+++ TEXT PROVIDED

We have presented a segmentation method based on penalized estimation and capable of processing 
multiple signals jointly. We have shown how this leads to improvements in the analysis of normal 
samples (where segmentation can be applied to both total intensity and allelic proportion), tumor 
sample (where we are able to deal with contamination effectively), measurements from multiple 
platforms, and related individuals. Given that copy number detection is such an active area of 
research, it is impossible to compare one method to all the others available. However, for each of 
the situations we analyzed, we tried to select approaches that represented the most successful state- 
of-the-art. In comparison to these, the algorithm we presented performs well: its accuracy is always 
comparable to that of the most effective competitor and its computation time often more contained. 
We believe that for its versatility and speed, GFL is particularly useful for initial screening.

++++++
+++ DATASET CONTENT

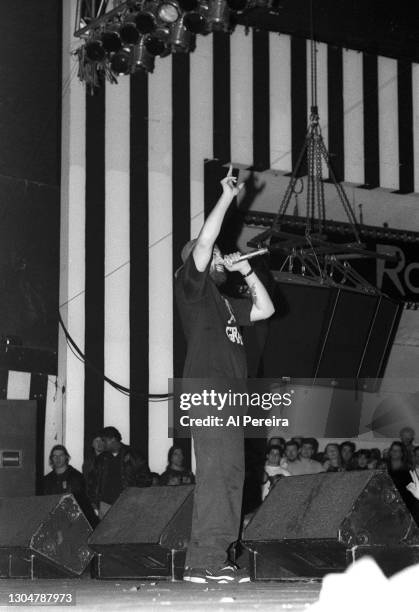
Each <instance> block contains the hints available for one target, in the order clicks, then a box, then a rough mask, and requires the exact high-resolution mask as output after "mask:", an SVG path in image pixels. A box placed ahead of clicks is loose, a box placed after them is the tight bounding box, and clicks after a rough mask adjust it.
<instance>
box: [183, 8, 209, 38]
mask: <svg viewBox="0 0 419 612" xmlns="http://www.w3.org/2000/svg"><path fill="white" fill-rule="evenodd" d="M207 14H208V3H204V2H201V3H200V4H199V5H197V8H196V9H195V10H192V11H190V12H188V13H186V14H185V15H184V17H183V25H184V26H185V28H187V29H188V30H189V31H190V32H193V33H194V34H202V33H203V32H205V30H206V29H207Z"/></svg>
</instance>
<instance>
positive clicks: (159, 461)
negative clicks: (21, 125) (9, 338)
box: [46, 0, 419, 471]
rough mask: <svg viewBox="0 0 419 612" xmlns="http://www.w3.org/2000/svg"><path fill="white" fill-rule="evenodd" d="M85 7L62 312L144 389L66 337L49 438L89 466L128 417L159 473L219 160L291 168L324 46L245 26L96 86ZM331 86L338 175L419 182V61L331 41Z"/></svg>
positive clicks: (64, 183)
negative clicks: (404, 59) (251, 28)
mask: <svg viewBox="0 0 419 612" xmlns="http://www.w3.org/2000/svg"><path fill="white" fill-rule="evenodd" d="M75 5H76V1H75V0H71V1H70V0H64V2H63V36H64V45H63V114H62V187H61V196H62V197H61V199H62V205H61V206H62V208H61V278H60V311H61V315H62V317H63V319H64V321H65V323H66V325H67V327H68V330H69V333H70V334H71V336H72V337H73V339H74V340H75V342H76V343H77V344H78V346H79V347H80V349H81V350H82V351H83V352H84V353H85V356H86V359H87V360H89V361H90V362H91V363H93V364H94V366H95V367H96V368H97V369H98V370H101V371H104V372H105V373H106V375H107V376H109V377H111V378H112V379H114V380H116V381H117V382H118V383H120V384H121V385H124V386H126V387H130V388H131V391H132V393H131V397H128V396H127V395H123V394H121V393H120V392H118V391H116V390H115V389H114V388H112V387H111V386H109V385H107V384H104V382H103V379H102V378H101V376H100V375H98V374H97V373H95V371H94V370H92V369H91V368H88V367H85V366H84V364H83V363H82V362H81V361H79V360H78V359H77V358H76V357H75V356H74V354H73V353H72V352H71V351H70V349H69V348H68V347H67V346H66V344H65V342H64V339H63V336H61V339H60V347H59V374H58V383H57V389H58V391H57V393H58V395H59V396H60V397H59V401H58V400H57V397H56V398H55V399H56V405H51V407H50V408H48V407H47V424H46V440H47V442H50V441H52V440H54V439H55V438H56V437H57V436H58V438H60V437H61V438H62V439H63V440H64V442H65V444H66V445H67V447H68V448H69V451H70V453H71V455H72V457H73V464H74V465H76V466H77V465H80V464H81V461H82V454H83V444H84V441H86V443H87V442H88V441H89V440H90V439H91V438H92V437H93V435H94V433H95V432H96V430H97V429H98V428H99V427H101V426H102V425H103V424H105V425H111V424H112V425H115V426H116V427H118V429H120V431H121V433H122V435H123V439H124V440H125V441H131V443H133V444H135V445H137V446H139V447H142V448H143V449H144V450H145V451H147V450H148V452H149V460H150V465H151V468H152V469H153V470H156V471H159V470H161V469H163V467H164V465H165V461H166V453H167V449H168V447H169V446H170V444H171V441H170V440H169V439H168V437H167V403H166V402H164V401H161V402H155V401H149V400H148V397H147V394H148V393H164V392H166V391H167V380H168V378H170V377H172V376H173V375H179V374H180V371H181V360H182V359H181V349H180V348H178V347H179V346H182V345H181V340H180V338H181V332H180V329H179V322H178V320H177V317H176V315H175V310H174V307H173V294H172V279H173V272H174V270H175V269H176V268H177V267H178V265H179V263H180V262H179V252H180V249H181V246H182V245H183V244H184V243H185V242H186V240H188V239H189V237H190V236H191V235H196V233H197V231H198V230H199V228H200V226H201V224H202V221H203V216H204V178H203V173H204V159H206V158H209V159H212V158H218V159H220V160H223V161H226V162H227V161H229V160H232V161H233V162H237V163H240V164H245V165H252V166H254V167H255V168H257V169H265V168H273V169H278V170H282V171H290V170H291V168H292V165H293V163H295V160H296V156H297V155H298V153H299V150H300V148H301V145H302V142H303V139H304V134H305V130H306V123H307V116H308V111H309V105H310V102H309V100H308V95H309V90H310V88H309V72H308V68H309V55H308V51H309V45H308V43H307V41H305V40H303V39H301V38H295V37H292V36H288V35H278V34H276V33H268V32H257V31H250V33H249V34H248V35H246V33H245V31H244V28H242V27H238V28H237V30H236V31H235V32H234V34H233V35H232V36H228V35H224V34H222V33H217V34H213V35H209V36H206V37H203V36H199V37H198V39H197V48H196V50H195V52H194V53H192V54H191V55H186V54H185V55H184V54H177V55H172V56H170V57H167V58H164V59H157V61H156V68H155V71H154V73H153V74H151V75H145V74H140V73H138V74H135V75H133V76H131V77H121V78H120V79H119V83H118V85H109V84H107V85H106V87H105V88H104V89H103V90H102V91H101V92H100V93H99V94H97V95H95V96H90V95H87V94H86V91H85V88H84V86H83V85H82V84H81V83H79V82H78V81H77V77H76V71H77V66H76V63H75V59H74V57H73V56H72V55H71V51H72V50H74V49H75V48H76V47H77V46H78V45H79V44H80V41H78V40H76V39H74V38H72V29H73V26H74V16H75ZM318 80H319V90H318V98H319V100H318V101H319V111H320V118H321V124H322V128H323V134H324V137H325V141H326V144H327V146H328V149H329V152H330V154H331V156H332V160H333V162H334V166H335V169H336V173H337V176H338V178H339V179H341V180H345V181H348V182H352V183H355V184H357V185H361V184H364V185H366V186H367V187H371V188H373V187H378V186H381V187H385V188H389V189H392V190H398V191H400V192H401V193H409V192H413V191H419V150H418V147H419V144H418V143H419V138H418V135H419V66H418V65H412V64H409V63H408V62H406V61H396V60H393V59H389V58H384V57H375V56H370V55H364V54H362V53H360V52H356V51H352V50H346V49H343V50H342V49H339V48H335V47H331V46H327V45H326V44H321V43H320V44H319V45H318ZM402 205H403V204H402V196H401V203H400V207H402ZM407 225H409V222H408V221H407V220H406V226H407ZM411 229H414V228H412V227H411Z"/></svg>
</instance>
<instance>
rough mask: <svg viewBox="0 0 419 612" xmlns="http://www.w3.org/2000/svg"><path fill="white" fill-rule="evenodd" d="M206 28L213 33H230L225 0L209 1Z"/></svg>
mask: <svg viewBox="0 0 419 612" xmlns="http://www.w3.org/2000/svg"><path fill="white" fill-rule="evenodd" d="M207 20H208V27H209V29H210V30H211V31H213V32H215V31H216V32H229V31H230V9H229V7H228V5H227V2H226V1H225V0H210V2H209V4H208V17H207Z"/></svg>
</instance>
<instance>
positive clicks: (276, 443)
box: [268, 438, 285, 456]
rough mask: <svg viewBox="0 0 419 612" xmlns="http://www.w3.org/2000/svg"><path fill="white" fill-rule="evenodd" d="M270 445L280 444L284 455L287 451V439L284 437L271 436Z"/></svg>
mask: <svg viewBox="0 0 419 612" xmlns="http://www.w3.org/2000/svg"><path fill="white" fill-rule="evenodd" d="M269 446H279V448H280V449H281V456H282V455H283V454H284V451H285V440H284V438H269V441H268V447H269Z"/></svg>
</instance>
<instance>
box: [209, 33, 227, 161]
mask: <svg viewBox="0 0 419 612" xmlns="http://www.w3.org/2000/svg"><path fill="white" fill-rule="evenodd" d="M212 36H213V55H212V58H213V59H212V61H213V68H212V81H213V149H214V150H213V156H214V158H215V159H219V160H220V161H222V162H224V163H225V162H229V161H230V160H231V136H230V126H231V111H230V34H228V33H225V32H214V33H213V35H212Z"/></svg>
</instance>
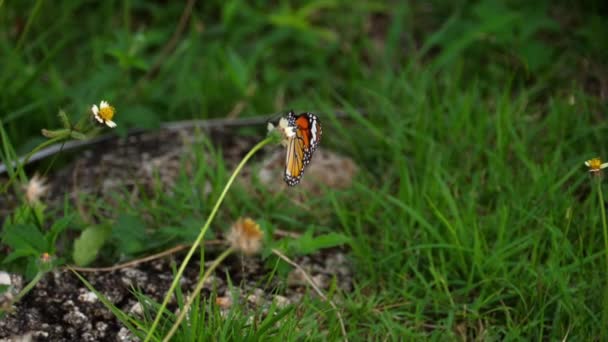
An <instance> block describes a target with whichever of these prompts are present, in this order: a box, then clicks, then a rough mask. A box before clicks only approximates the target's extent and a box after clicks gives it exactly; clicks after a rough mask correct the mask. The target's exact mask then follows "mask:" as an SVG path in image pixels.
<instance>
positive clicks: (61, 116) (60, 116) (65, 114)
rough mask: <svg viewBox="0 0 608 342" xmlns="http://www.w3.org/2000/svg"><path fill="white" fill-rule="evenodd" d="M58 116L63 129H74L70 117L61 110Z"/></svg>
mask: <svg viewBox="0 0 608 342" xmlns="http://www.w3.org/2000/svg"><path fill="white" fill-rule="evenodd" d="M58 116H59V120H60V121H61V125H63V128H66V129H70V128H71V127H72V124H71V123H70V119H69V118H68V115H67V114H66V113H65V112H64V111H63V110H59V114H58Z"/></svg>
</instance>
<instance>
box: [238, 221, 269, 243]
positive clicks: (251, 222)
mask: <svg viewBox="0 0 608 342" xmlns="http://www.w3.org/2000/svg"><path fill="white" fill-rule="evenodd" d="M242 225H243V226H242V228H243V235H244V236H245V237H246V238H248V239H259V238H261V237H262V235H263V234H264V233H263V232H262V230H261V229H260V225H259V224H257V223H256V222H255V221H254V220H252V219H250V218H245V219H244V220H243V221H242Z"/></svg>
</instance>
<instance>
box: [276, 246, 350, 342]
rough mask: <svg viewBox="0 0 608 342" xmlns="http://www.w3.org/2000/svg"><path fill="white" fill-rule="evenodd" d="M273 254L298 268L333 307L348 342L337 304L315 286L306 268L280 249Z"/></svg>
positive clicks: (329, 304)
mask: <svg viewBox="0 0 608 342" xmlns="http://www.w3.org/2000/svg"><path fill="white" fill-rule="evenodd" d="M272 253H274V254H276V255H277V256H278V257H279V258H281V259H283V260H284V261H285V262H287V263H288V264H290V265H291V266H293V267H295V268H297V269H298V270H299V271H300V272H302V274H303V275H304V279H306V281H307V282H308V283H309V284H310V286H311V287H312V288H313V289H314V290H315V292H316V293H317V294H318V295H319V297H321V298H322V299H323V300H324V301H326V302H328V303H329V305H331V307H332V308H333V309H334V310H335V311H336V316H338V321H339V322H340V329H341V330H342V336H343V337H344V341H348V337H347V335H346V326H345V325H344V320H343V319H342V314H341V313H340V310H338V307H337V306H336V304H335V303H334V302H333V301H332V300H331V299H329V298H327V296H325V294H324V293H323V291H321V289H320V288H319V287H318V286H317V284H315V282H314V281H313V280H312V278H311V277H310V275H309V274H308V272H306V271H305V270H304V268H302V266H300V265H298V264H297V263H296V262H295V261H293V260H291V259H290V258H289V257H287V256H286V255H285V254H283V253H282V252H281V251H279V250H278V249H275V248H273V249H272Z"/></svg>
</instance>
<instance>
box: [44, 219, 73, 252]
mask: <svg viewBox="0 0 608 342" xmlns="http://www.w3.org/2000/svg"><path fill="white" fill-rule="evenodd" d="M73 218H74V215H67V216H64V217H62V218H60V219H59V220H57V221H55V222H54V223H53V225H52V226H51V229H49V232H48V233H47V234H46V241H47V245H48V246H49V247H51V248H53V247H54V246H55V241H56V240H57V237H58V236H59V234H61V233H62V232H63V231H64V230H66V228H68V226H69V224H70V222H72V219H73ZM49 252H50V251H49Z"/></svg>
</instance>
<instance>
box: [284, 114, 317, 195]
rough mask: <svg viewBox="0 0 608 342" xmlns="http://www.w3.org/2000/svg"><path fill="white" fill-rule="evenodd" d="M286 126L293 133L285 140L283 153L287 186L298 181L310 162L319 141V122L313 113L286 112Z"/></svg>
mask: <svg viewBox="0 0 608 342" xmlns="http://www.w3.org/2000/svg"><path fill="white" fill-rule="evenodd" d="M286 119H287V126H288V127H289V128H290V129H293V132H294V133H295V134H294V135H293V136H292V137H291V138H289V141H288V142H287V154H286V155H285V174H284V176H283V179H284V180H285V183H287V185H289V186H295V185H297V184H298V183H300V180H301V179H302V175H303V174H304V169H305V168H306V166H307V165H308V164H309V163H310V160H311V159H312V154H313V153H314V152H315V151H316V150H317V147H318V146H319V142H321V135H322V133H323V132H322V130H321V122H320V121H319V119H318V118H317V116H316V115H314V114H313V113H308V112H306V113H302V114H298V115H296V114H295V113H294V112H293V111H289V113H287V117H286Z"/></svg>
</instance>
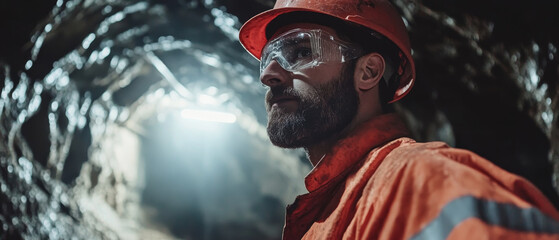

++++++

- _WHAT THIS EXERCISE ASKS_:
(1) In two sentences, summarize the passage above on the joint segmentation method.
(2) Continue the passage above on the joint segmentation method for a few more sentences, starting after its final sentence.

- _ANSWERS BELOW_:
(1) A segmentation method based on penalized estimation, GFL, processes multiple signals jointly and improves the analysis of normal samples, contaminated tumor samples, measurements from multiple platforms, and related individuals. Compared with selected state-of-the-art approaches, its accuracy is always comparable to the most effective competitor and its computation time is often shorter, so the authors consider it particularly useful for initial screening.

(2)
There are of course many aspects of CNV detection that we have not analyzed in this paper: 
from normalization and signal transformation to FDR control of detected CNVs. There are also 
a number of improvements to our approach that appear promising, but at this stage are left for 
further work: for example, it is easy to modify algorithms so that the penalization parameters are 
location dependent to incorporate prior information on known copy number polymorphisms; more 
challenging is developing theory and method to select the values of these regularization parameters 
in a data-adaptive fashion. 

Finally, while our scientific motivation has been the study of copy number variations, the joint 
segmentation algorithm we present is not restricted to specific characteristics of these data types, 
and we expect it will be applied in other contexts.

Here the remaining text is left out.